No images are to be carried over; print all other material exactly as it stands.

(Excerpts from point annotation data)
....
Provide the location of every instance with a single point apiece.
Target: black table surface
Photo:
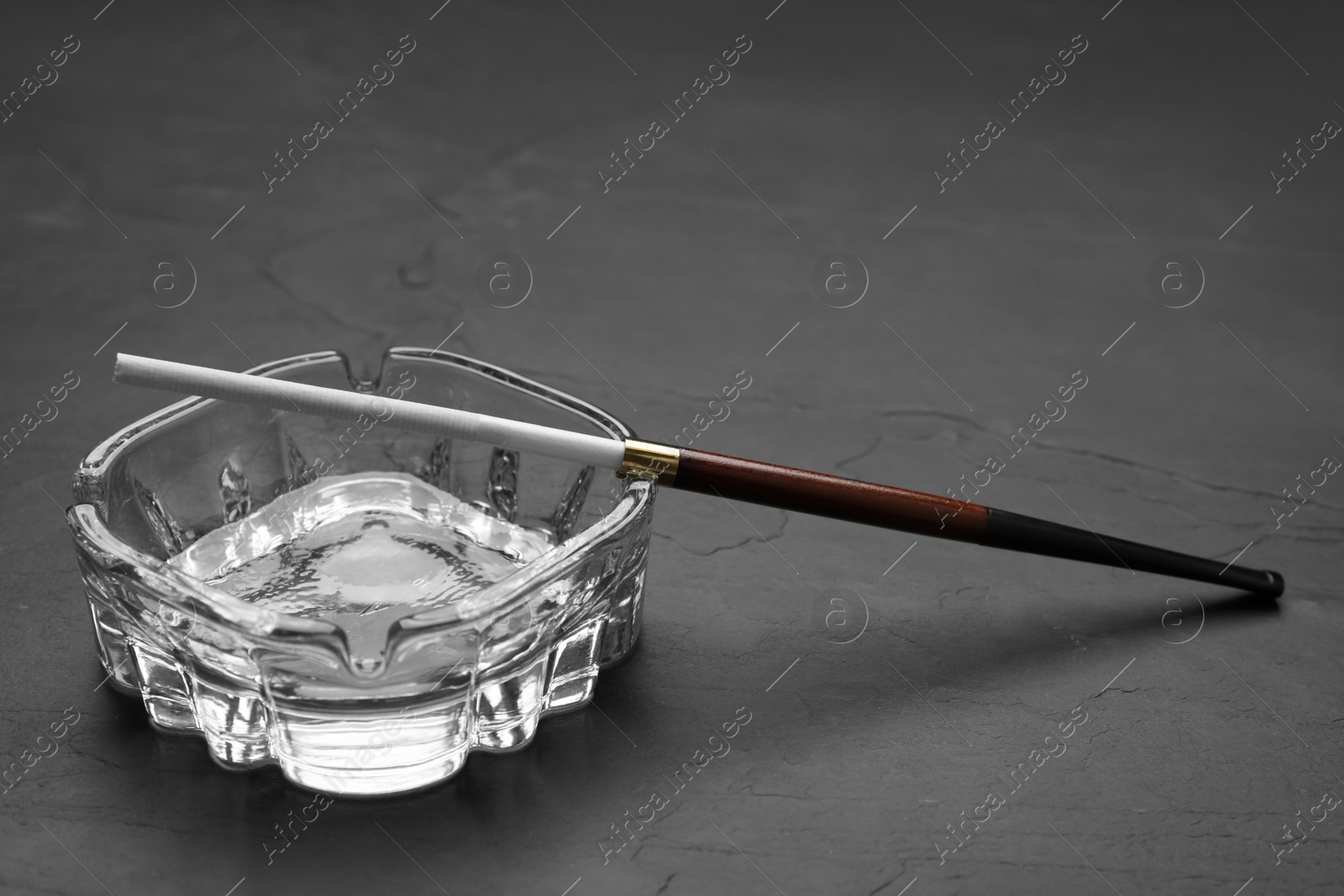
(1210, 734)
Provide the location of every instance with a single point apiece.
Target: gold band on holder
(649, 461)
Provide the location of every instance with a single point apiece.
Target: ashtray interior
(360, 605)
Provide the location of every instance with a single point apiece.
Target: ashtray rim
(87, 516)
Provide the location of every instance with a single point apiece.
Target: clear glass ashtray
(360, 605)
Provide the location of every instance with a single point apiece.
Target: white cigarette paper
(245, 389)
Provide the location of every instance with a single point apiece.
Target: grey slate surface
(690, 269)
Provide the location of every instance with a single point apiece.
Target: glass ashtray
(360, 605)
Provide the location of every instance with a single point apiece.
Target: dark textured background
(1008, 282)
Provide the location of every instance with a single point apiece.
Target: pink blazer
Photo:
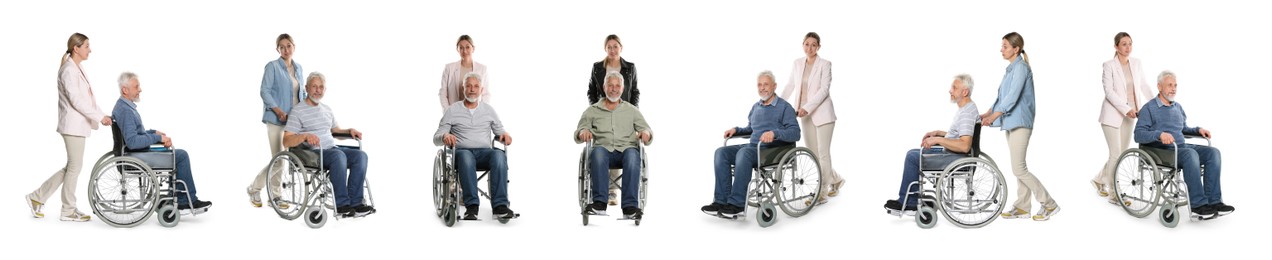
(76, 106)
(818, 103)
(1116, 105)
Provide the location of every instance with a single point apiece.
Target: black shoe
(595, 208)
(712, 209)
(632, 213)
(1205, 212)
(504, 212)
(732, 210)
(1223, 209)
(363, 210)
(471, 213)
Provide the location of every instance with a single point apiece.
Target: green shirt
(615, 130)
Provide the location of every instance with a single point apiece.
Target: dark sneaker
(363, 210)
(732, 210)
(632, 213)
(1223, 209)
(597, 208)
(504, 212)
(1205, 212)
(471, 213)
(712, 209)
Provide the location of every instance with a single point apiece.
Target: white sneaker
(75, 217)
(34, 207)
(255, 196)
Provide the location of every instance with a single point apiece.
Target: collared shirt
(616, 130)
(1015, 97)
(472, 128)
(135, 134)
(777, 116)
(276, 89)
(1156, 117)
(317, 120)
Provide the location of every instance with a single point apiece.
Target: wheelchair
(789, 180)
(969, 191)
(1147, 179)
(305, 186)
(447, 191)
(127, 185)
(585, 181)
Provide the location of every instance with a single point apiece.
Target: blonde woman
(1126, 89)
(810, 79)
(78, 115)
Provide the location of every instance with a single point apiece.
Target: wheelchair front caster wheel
....
• Exercise answer
Provide the location of every instance with a single point apiece.
Target: black table surface
Photo:
(1210, 734)
Provide the location of every instance with a single point apiece.
Target: gold band on holder
(649, 461)
Provide the location of every instance with a single point apiece.
Target: ashtray interior
(360, 605)
Provide the location of every instance with a single point apiece.
Target: ashtray rim
(87, 516)
Provide the location of every instance with a single point apiece.
Target: clear glass ashtray
(360, 605)
Provide the location of every instance with a single point apiece.
Target: white cigarette paper
(245, 389)
Provide the location of every instance with a single point apiece.
Target: grey slate surface
(690, 269)
Provide the location of every instance with a single point apiece.
Target: glass ashtray
(360, 605)
Provide the location of every instance with a single point apiece.
Target: dark textured background
(1008, 282)
Provide the location of every instance with a single point apiece.
Target: pink blazer
Photo:
(76, 106)
(818, 103)
(1116, 105)
Provide the location of every instance with a single point apiece.
Target: black shoe
(595, 208)
(712, 209)
(632, 213)
(1205, 212)
(504, 212)
(732, 210)
(1223, 209)
(363, 210)
(471, 213)
Provide the location of every instance with a single point apiece.
Target: green shirt
(615, 130)
Provide the location of every instance with a single point apiece.
Target: dark sneaker
(363, 210)
(732, 210)
(632, 213)
(1223, 209)
(597, 208)
(504, 212)
(1205, 212)
(471, 213)
(712, 209)
Provide the location of every instance with a single point apiece.
Target: white sneaker
(75, 217)
(34, 207)
(255, 196)
Provide the location of every instance with a single point apiece.
Target: collared shirt
(616, 130)
(1015, 97)
(472, 128)
(135, 134)
(777, 116)
(276, 89)
(1156, 117)
(317, 120)
Provide the location of every instance with a single point apiece.
Target: wheelchair
(789, 180)
(969, 191)
(1147, 179)
(305, 186)
(447, 191)
(127, 185)
(585, 181)
Provide the location of every instance with a single point apiece.
Target: blonde woman
(1126, 89)
(810, 79)
(78, 115)
Provide the location of every instance with a single point apiece.
Target: wheelchair front caster wheel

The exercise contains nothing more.